Please rewrite the data below with "red tile roof" changed to "solar panel" and everything else left as it is.

╭─ Supplied records

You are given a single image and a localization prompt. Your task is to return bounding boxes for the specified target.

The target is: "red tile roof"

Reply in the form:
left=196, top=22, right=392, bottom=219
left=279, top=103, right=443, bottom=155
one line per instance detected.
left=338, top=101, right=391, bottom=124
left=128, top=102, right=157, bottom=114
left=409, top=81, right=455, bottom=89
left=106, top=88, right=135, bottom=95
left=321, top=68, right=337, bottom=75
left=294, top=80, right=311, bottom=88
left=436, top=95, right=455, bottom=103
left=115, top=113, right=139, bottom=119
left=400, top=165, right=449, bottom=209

╰─

■ Correct result:
You are given a single image and a localization prompt. Your task is to return bounding boxes for the specified target.

The target is: "solar panel"

Reply in the form:
left=196, top=22, right=392, bottom=219
left=279, top=103, right=443, bottom=155
one line per instance detected.
left=338, top=101, right=391, bottom=124
left=128, top=102, right=157, bottom=114
left=409, top=81, right=455, bottom=89
left=106, top=88, right=135, bottom=95
left=321, top=68, right=337, bottom=75
left=294, top=80, right=311, bottom=88
left=436, top=95, right=455, bottom=103
left=115, top=113, right=139, bottom=119
left=400, top=165, right=449, bottom=209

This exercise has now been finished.